**Aim of the exercise**
Task for the records below: copy exactly from the first line on, stopping once the line with "Target: white obelisk" is copied, and leave out the pictures.

(Referring expression pointing data)

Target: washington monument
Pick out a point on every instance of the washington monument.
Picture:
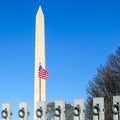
(39, 84)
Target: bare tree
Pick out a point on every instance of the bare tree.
(105, 84)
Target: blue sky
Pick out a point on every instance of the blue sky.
(80, 35)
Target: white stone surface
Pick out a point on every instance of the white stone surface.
(100, 102)
(80, 103)
(61, 104)
(39, 84)
(7, 107)
(24, 106)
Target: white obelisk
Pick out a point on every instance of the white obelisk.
(39, 84)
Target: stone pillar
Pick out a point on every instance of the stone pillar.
(79, 110)
(59, 110)
(23, 112)
(41, 110)
(116, 108)
(6, 111)
(98, 108)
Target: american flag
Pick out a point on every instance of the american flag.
(42, 73)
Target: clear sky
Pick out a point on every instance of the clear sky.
(80, 34)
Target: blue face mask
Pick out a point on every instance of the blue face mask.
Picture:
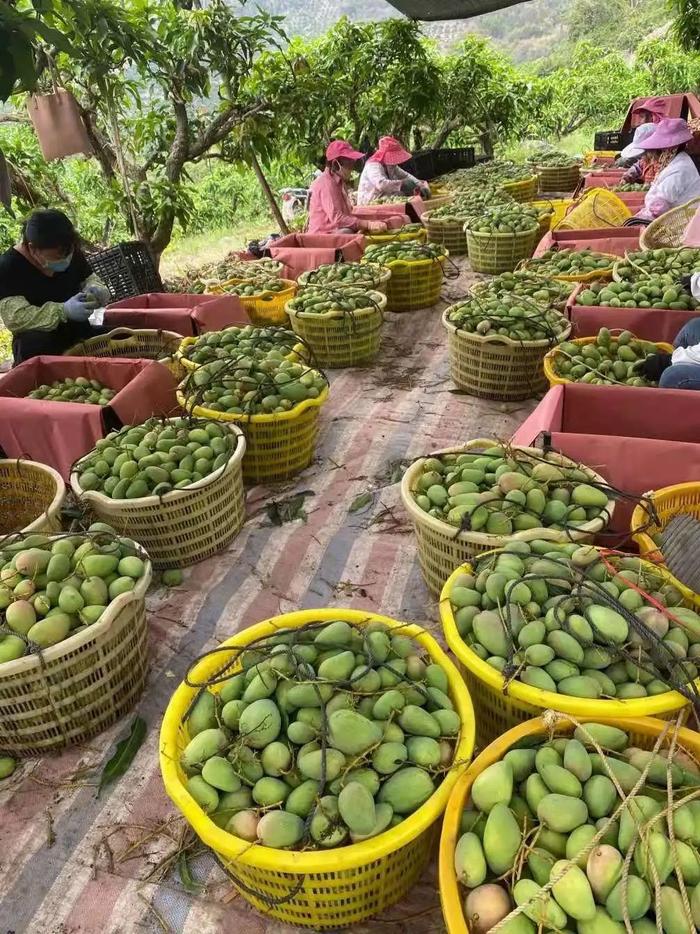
(59, 265)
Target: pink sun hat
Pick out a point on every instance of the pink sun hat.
(390, 152)
(341, 149)
(670, 132)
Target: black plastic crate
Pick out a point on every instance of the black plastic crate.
(127, 269)
(612, 140)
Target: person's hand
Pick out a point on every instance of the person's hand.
(100, 294)
(76, 308)
(653, 366)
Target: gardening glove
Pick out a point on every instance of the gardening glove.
(76, 308)
(100, 295)
(653, 366)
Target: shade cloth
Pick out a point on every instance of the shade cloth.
(638, 439)
(302, 252)
(185, 314)
(58, 433)
(651, 324)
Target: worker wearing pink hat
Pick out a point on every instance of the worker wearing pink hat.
(382, 176)
(330, 209)
(677, 180)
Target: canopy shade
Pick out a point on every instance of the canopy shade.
(429, 10)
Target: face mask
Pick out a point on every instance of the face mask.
(59, 265)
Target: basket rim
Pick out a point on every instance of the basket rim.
(356, 854)
(556, 380)
(172, 496)
(57, 500)
(379, 298)
(87, 633)
(261, 418)
(484, 538)
(536, 697)
(450, 327)
(450, 898)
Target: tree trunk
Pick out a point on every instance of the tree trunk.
(267, 191)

**Task output**
Target: washington monument
Pick out a point on every instance of the washington monument.
Picture:
(39, 84)
Target: bare tree
Pick out a point on every instance of the bare tree.
(105, 84)
Target: blue sky
Pick out a point on every instance of the blue sky.
(80, 35)
Target: white stone surface
Pick out a point on every instance of the white stone surface.
(100, 102)
(80, 103)
(61, 104)
(39, 84)
(7, 107)
(24, 106)
Target: white obelisk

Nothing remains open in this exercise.